[Estratto del brano]
┌──
Altri nomi per la panchina sono: Pioli, Guidolin, Montella e Allegri

Il futuro è un’incognita: ma in quella foschia che restringe il cono visivo, s’avverte l’eco d’una serie di pubbliche ammissioni che servono per leggere nella palla di vetro. «Io con il tecnico ho un rapporto straordinario: ne parleremo a fine stagione, ovviamente, come abbiamo fatto in passato. Ma se lui è Mazzarri, noi siamo il Napoli» . Così parlo De Laurentiis, appena cinque giorni fa: e poi, a seguire, in quel ping-pong dialettico inevitabile, tra una spruzzatina di sano (e spigoloso) realismo, anche le carezze per lasciare aperte le porte e le finestre di Castelvolturno: «Per me, Mazzarri potrebbe restare a vita: non è un problema economico, essendo uno dei tecnici più pagati, Sarà lui a decidere» . Il Napoli, ai tempi di Mazzari, è due qualificazioni in Europa League, una in Champions, una coppa Italia vinta e un’annata dalla quale può emergere qualsiasi sorpresa: ma domani verranno altri giorni e, oltre quel «ni» attuale, quell’incertezza che regna sovrana, i pensieri si accavallano e disegnano quattro (o cinque) identikit. 

FATTORE M  Resta o parte? La domanda sorge sistematica e la risposta è per ora rinviata al 19 maggio: ma Walter Mazzarri è la prima scelta, la continutà per restare al Potere, tra le grandi d’un calcio nel quale il Napoli abita ormai stabilmente. Però, poi, esistono le contromisure da valutare, nel caso (mica improbabile) d’addio: Rolando Maran ha stupito per la semplicità con la quale s’è messo in gioco in serie A. Ha i risultati dalla sua, una accertata capacità a sfruttare il potenziale offensivo del suo Catania, dunque attitudini (eventualmente) da poter sposare con tre tenori. E’ un’ipotesi.
└──
[Quesito 1] Riscrivi per intero e senza modifiche il brano sulla panchina del Napoli.

Voci elencate in un dataset:
┌──
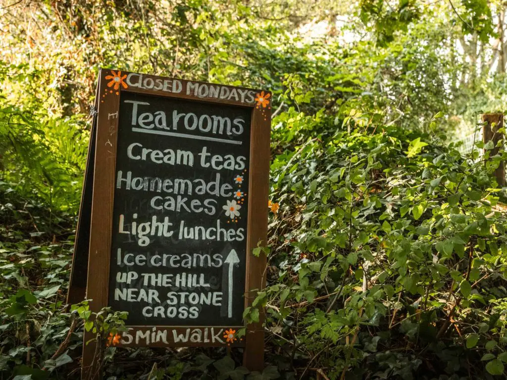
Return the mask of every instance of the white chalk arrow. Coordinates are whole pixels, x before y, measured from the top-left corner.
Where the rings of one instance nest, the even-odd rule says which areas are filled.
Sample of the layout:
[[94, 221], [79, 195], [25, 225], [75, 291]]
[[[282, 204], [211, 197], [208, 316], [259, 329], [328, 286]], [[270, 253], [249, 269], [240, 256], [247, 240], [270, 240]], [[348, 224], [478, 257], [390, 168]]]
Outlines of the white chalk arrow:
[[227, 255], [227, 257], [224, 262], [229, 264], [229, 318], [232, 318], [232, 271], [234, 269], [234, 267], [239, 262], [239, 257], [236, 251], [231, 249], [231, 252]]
└──
┌──
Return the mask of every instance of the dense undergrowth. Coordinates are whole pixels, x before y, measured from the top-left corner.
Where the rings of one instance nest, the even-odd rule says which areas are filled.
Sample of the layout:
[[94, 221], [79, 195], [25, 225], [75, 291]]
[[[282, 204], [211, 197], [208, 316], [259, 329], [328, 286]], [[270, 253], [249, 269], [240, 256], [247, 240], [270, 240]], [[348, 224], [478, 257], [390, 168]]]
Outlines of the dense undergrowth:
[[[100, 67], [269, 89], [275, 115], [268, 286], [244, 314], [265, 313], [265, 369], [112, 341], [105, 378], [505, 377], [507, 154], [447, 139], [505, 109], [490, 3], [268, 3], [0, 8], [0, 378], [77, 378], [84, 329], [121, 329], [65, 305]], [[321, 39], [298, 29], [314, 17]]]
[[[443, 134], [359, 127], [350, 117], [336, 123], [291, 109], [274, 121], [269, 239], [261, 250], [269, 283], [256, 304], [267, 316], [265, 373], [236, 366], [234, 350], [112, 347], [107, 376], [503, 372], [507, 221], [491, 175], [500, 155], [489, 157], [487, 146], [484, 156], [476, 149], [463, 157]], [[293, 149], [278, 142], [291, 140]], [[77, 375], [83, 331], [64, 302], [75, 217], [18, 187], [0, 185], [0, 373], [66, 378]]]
└──
[Quesito 2] Conta le righe delle voci in cui compare la parola "arrow". Rispondi soltanto con il numero.

[Risposta scritta 1]
Altri nomi per la panchina sono: Pioli, Guidolin, Montella e Allegri

Il futuro è un’incognita: ma in quella foschia che restringe il cono visivo, s’avverte l’eco d’una serie di pubbliche ammissioni che servono per leggere nella palla di vetro. «Io con il tecnico ho un rapporto straordinario: ne parleremo a fine stagione, ovviamente, come abbiamo fatto in passato. Ma se lui è Mazzarri, noi siamo il Napoli» . Così parlo De Laurentiis, appena cinque giorni fa: e poi, a seguire, in quel ping-pong dialettico inevitabile, tra una spruzzatina di sano (e spigoloso) realismo, anche le carezze per lasciare aperte le porte e le finestre di Castelvolturno: «Per me, Mazzarri potrebbe restare a vita: non è un problema economico, essendo uno dei tecnici più pagati, Sarà lui a decidere» . Il Napoli, ai tempi di Mazzari, è due qualificazioni in Europa League, una in Champions, una coppa Italia vinta e un’annata dalla quale può emergere qualsiasi sorpresa: ma domani verranno altri giorni e, oltre quel «ni» attuale, quell’incertezza che regna sovrana, i pensieri si accavallano e disegnano quattro (o cinque) identikit. 

FATTORE M  Resta o parte? La domanda sorge sistematica e la risposta è per ora rinviata al 19 maggio: ma Walter Mazzarri è la prima scelta, la continutà per restare al Potere, tra le grandi d’un calcio nel quale il Napoli abita ormai stabilmente. Però, poi, esistono le contromisure da valutare, nel caso (mica improbabile) d’addio: Rolando Maran ha stupito per la semplicità con la quale s’è messo in gioco in serie A. Ha i risultati dalla sua, una accertata capacità a sfruttare il potenziale offensivo del suo Catania, dunque attitudini (eventualmente) da poter sposare con tre tenori. E’ un’ipotesi.

[Risposta scritta 2] 2